— Begin Source text —

Regression Discontinuity Design for insurance pricing rating thresholds
Project description
insurance-rdd
Regression Discontinuity Design for insurance pricing thresholds.
UK insurers embed pricing thresholds — age 25 young driver cliffs, NCD step boundaries, vehicle age cutoffs, territory lines. These generate discontinuous premiums assumed to reflect discontinuous underlying risk. That assumption is almost never formally tested.
Regression Discontinuity Design is the only credible method for this test. It uses the discontinuity in treatment assignment at the threshold to identify a causal effect locally, without randomisation. The question for each threshold: does crossing it cause a corresponding jump in claims outcomes, or is the premium jump larger than the risk justifies?
This library fills the Python gap. rdrobust handles Gaussian outcomes. We add exposure weighting, Poisson/Gamma local GLM, geographic territory boundary RDD, multi-cutoff pooling, and FCA Consumer Duty output.

— End Source text —

Written task — Copy out the insurance-rdd project description above word for word, from its title line to its last sentence.

— Begin Supplied data —

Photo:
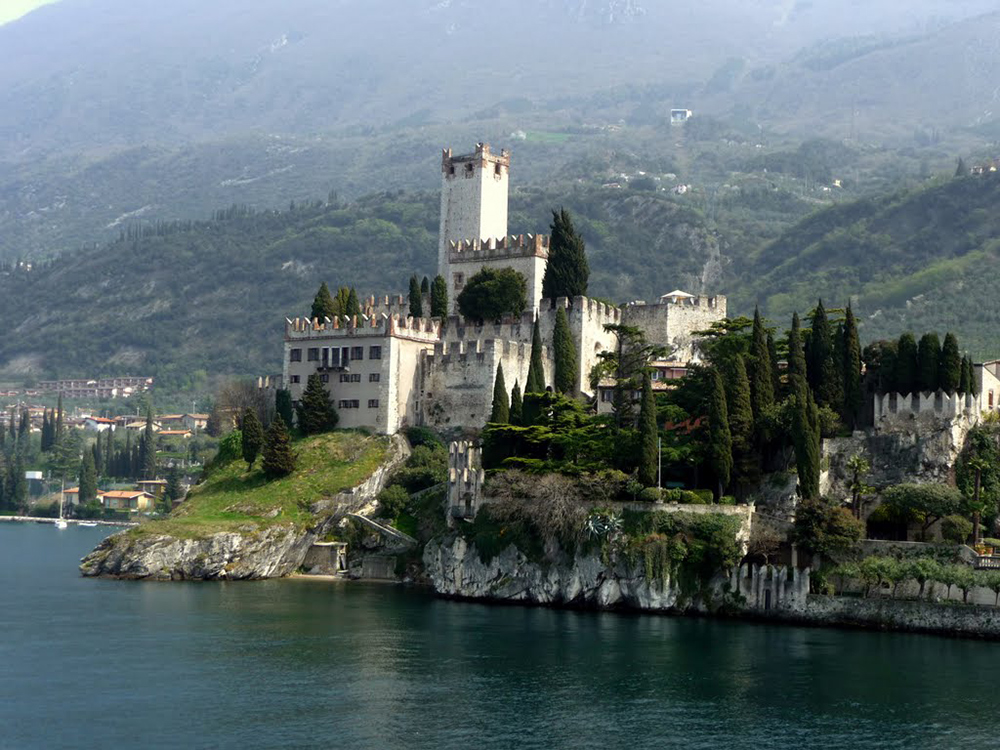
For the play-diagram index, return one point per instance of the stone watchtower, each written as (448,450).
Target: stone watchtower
(473,200)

— End Supplied data —

Completed exercise —
Regression Discontinuity Design for insurance pricing rating thresholds
Project description
insurance-rdd
Regression Discontinuity Design for insurance pricing thresholds.
UK insurers embed pricing thresholds — age 25 young driver cliffs, NCD step boundaries, vehicle age cutoffs, territory lines. These generate discontinuous premiums assumed to reflect discontinuous underlying risk. That assumption is almost never formally tested.
Regression Discontinuity Design is the only credible method for this test. It uses the discontinuity in treatment assignment at the threshold to identify a causal effect locally, without randomisation. The question for each threshold: does crossing it cause a corresponding jump in claims outcomes, or is the premium jump larger than the risk justifies?
This library fills the Python gap. rdrobust handles Gaussian outcomes. We add exposure weighting, Poisson/Gamma local GLM, geographic territory boundary RDD, multi-cutoff pooling, and FCA Consumer Duty output.